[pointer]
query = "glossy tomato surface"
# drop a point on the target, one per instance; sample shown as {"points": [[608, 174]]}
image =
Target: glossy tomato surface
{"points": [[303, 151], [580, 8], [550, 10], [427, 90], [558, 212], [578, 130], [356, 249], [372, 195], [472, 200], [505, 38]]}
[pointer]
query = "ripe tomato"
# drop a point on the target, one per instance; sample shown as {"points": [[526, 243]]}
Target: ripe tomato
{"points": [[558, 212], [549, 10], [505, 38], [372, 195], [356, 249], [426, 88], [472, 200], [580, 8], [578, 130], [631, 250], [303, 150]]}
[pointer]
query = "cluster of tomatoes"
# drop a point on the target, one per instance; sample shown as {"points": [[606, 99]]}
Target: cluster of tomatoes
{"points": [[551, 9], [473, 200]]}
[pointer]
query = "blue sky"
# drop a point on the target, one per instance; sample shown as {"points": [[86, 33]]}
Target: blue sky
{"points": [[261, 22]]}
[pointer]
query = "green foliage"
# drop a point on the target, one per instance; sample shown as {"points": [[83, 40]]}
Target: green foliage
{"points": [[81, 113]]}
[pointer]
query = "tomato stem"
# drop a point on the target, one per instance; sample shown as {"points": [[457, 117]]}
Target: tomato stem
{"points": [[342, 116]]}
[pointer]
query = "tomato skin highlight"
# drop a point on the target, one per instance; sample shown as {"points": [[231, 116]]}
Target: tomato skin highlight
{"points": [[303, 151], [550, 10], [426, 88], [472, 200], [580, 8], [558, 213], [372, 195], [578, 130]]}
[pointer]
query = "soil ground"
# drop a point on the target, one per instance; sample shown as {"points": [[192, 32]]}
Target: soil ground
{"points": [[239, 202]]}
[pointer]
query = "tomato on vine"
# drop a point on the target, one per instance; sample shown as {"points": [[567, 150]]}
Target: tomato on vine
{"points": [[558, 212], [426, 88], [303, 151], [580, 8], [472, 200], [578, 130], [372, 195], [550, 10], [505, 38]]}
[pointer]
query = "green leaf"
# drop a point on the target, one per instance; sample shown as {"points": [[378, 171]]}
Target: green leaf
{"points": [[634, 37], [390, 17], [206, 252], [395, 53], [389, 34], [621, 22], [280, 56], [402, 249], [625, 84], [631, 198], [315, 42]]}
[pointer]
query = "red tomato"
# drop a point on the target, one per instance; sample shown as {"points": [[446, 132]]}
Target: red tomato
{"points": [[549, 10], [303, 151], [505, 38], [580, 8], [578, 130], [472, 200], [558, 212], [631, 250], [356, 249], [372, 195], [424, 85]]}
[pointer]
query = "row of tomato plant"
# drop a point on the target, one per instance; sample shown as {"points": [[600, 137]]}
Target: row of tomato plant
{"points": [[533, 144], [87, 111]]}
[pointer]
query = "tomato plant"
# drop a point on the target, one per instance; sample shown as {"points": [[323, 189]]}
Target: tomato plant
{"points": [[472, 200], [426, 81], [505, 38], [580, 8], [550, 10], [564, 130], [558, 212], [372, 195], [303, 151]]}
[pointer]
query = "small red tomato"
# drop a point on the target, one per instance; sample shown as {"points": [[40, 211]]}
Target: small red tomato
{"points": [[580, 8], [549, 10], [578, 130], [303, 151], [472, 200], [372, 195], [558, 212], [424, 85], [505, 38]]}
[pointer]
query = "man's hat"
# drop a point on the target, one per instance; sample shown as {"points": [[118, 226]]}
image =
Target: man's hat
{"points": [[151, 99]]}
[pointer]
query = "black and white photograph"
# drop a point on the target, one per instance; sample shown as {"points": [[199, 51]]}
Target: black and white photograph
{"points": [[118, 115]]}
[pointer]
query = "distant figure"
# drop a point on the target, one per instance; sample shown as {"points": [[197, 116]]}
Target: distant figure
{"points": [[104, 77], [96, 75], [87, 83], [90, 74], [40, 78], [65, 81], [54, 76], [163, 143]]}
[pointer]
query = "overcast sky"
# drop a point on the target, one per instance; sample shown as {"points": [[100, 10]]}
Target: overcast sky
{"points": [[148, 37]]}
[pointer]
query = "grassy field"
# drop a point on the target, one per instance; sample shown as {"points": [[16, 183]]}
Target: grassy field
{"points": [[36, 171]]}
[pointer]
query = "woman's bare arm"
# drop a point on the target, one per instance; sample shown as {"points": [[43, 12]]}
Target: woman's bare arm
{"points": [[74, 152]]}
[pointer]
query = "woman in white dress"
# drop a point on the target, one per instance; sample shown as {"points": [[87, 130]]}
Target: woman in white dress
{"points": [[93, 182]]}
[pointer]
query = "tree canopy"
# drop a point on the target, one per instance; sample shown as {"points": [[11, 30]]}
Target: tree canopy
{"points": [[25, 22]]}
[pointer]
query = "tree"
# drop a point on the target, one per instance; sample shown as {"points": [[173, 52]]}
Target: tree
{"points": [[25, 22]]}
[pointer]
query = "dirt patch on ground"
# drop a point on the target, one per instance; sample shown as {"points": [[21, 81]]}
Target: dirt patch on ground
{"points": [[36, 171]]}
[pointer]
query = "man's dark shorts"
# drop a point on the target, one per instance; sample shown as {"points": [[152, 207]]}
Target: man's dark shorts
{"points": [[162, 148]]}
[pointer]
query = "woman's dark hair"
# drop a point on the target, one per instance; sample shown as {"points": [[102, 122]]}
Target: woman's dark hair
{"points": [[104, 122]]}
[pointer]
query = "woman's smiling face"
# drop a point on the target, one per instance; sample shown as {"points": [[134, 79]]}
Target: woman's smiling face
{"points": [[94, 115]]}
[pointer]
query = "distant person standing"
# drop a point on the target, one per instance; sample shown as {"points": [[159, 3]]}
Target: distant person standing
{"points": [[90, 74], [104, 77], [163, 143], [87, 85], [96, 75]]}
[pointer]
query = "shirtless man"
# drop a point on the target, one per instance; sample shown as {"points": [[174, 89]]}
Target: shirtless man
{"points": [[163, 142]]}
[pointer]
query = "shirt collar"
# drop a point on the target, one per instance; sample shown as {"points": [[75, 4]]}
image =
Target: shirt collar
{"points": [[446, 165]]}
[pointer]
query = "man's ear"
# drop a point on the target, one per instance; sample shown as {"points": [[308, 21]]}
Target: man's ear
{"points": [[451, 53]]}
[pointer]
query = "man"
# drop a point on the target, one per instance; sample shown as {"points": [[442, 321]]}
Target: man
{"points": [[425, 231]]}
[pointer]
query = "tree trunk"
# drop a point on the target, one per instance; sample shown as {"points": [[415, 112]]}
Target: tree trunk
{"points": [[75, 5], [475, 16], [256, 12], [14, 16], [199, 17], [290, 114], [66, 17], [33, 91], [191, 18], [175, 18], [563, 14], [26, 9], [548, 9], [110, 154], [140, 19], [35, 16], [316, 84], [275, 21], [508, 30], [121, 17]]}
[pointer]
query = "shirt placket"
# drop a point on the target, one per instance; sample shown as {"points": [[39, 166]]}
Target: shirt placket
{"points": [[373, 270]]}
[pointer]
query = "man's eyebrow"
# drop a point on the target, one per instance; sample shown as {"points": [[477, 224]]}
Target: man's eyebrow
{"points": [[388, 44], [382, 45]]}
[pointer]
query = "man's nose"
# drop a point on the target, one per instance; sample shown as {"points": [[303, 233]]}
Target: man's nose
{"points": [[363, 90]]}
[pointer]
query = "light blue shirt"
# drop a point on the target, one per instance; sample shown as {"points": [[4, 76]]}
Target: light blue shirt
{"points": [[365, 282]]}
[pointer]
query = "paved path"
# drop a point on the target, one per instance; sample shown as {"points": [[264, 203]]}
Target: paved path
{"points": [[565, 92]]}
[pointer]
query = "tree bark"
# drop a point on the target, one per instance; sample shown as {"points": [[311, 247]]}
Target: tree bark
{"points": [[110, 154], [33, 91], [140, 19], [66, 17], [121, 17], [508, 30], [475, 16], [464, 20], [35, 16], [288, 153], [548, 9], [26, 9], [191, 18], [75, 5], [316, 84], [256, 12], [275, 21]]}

※

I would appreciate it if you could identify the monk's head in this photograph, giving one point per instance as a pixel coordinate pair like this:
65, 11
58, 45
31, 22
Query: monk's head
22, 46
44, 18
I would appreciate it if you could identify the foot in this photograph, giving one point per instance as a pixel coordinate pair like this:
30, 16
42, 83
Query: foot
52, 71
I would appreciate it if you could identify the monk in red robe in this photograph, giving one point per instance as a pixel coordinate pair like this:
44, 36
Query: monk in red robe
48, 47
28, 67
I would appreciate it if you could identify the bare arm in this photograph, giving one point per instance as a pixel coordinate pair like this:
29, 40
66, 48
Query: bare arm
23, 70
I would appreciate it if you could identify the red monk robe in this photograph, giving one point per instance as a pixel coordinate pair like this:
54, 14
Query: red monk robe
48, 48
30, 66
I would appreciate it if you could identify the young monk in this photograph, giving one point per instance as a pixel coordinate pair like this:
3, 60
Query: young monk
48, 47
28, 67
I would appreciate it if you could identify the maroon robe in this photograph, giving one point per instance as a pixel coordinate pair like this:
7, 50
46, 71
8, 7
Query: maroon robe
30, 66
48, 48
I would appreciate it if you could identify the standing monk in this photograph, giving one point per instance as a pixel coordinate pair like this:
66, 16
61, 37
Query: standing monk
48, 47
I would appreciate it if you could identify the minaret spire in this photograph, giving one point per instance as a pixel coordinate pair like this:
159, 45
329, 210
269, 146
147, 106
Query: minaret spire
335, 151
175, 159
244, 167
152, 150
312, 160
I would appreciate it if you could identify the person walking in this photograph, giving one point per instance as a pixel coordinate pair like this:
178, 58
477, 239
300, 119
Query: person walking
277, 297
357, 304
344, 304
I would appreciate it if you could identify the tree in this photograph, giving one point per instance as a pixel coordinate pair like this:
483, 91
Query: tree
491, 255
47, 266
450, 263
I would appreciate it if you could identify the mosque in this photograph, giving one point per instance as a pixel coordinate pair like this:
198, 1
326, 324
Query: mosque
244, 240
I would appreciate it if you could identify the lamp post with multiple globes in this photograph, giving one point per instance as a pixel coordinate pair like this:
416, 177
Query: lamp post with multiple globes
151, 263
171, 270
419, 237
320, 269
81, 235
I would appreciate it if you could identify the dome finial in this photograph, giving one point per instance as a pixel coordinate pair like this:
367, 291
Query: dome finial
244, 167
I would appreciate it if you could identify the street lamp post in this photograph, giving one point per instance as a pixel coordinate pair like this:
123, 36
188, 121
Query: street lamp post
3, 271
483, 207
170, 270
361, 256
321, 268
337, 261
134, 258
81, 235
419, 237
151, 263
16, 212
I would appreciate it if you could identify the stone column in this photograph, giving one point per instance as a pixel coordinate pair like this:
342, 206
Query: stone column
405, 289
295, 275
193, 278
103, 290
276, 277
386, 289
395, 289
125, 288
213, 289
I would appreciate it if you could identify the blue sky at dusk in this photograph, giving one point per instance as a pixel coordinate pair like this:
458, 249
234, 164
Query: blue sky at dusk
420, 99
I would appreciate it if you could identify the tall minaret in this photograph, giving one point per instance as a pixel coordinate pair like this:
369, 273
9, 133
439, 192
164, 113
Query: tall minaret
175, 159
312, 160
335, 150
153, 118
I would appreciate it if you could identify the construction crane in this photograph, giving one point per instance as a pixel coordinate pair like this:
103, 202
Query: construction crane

※

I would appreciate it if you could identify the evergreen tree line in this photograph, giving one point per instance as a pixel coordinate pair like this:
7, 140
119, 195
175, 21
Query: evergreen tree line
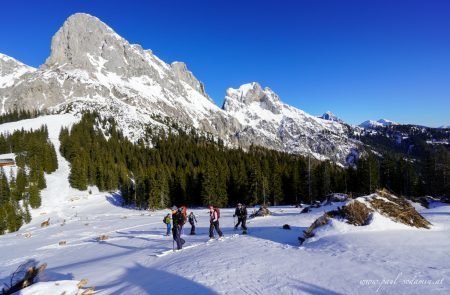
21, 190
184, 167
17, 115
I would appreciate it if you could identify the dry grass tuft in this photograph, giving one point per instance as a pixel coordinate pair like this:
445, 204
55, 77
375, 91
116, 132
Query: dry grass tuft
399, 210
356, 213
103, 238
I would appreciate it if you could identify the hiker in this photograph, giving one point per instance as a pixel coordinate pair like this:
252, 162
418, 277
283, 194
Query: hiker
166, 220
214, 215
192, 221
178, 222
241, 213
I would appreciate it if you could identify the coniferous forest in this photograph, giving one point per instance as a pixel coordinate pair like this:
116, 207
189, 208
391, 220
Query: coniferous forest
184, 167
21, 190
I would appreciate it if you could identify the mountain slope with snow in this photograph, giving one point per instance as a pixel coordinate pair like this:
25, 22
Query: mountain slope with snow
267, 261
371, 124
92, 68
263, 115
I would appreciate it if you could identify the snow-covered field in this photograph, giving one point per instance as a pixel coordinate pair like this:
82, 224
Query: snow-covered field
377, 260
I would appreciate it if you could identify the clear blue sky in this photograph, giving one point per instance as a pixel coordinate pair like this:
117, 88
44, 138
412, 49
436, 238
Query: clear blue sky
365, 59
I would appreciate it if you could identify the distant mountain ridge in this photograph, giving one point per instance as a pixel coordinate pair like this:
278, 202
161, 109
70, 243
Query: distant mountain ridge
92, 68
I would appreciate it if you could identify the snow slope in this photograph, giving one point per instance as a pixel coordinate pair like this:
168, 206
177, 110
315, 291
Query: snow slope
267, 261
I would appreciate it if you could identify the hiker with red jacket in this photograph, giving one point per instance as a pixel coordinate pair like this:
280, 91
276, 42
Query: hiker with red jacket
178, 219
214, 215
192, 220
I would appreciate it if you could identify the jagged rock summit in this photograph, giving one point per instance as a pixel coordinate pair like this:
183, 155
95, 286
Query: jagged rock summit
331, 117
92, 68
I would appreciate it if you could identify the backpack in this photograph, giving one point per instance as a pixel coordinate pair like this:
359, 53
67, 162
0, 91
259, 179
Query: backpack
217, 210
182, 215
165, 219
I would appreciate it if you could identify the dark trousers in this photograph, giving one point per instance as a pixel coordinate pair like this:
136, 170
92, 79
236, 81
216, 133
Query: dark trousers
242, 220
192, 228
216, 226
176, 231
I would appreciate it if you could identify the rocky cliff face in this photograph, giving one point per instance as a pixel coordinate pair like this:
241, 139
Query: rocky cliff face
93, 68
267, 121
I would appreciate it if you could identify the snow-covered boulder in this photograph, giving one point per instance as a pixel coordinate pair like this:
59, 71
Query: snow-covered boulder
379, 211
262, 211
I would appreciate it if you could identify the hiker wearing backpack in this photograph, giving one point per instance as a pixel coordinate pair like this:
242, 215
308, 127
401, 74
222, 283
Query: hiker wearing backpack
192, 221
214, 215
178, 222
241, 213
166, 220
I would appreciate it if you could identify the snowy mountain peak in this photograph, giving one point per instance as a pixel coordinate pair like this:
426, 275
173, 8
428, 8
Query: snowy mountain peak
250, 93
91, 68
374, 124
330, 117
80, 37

※

WORK REQUEST:
Would you please copy every line from the listing above that contains the word "crane"?

SOLUTION TO THE EXERCISE:
I would appreciate it if you could identify the construction crane in this photograph, giving one point per instance as a pixel coordinate pair like this:
Query: construction crane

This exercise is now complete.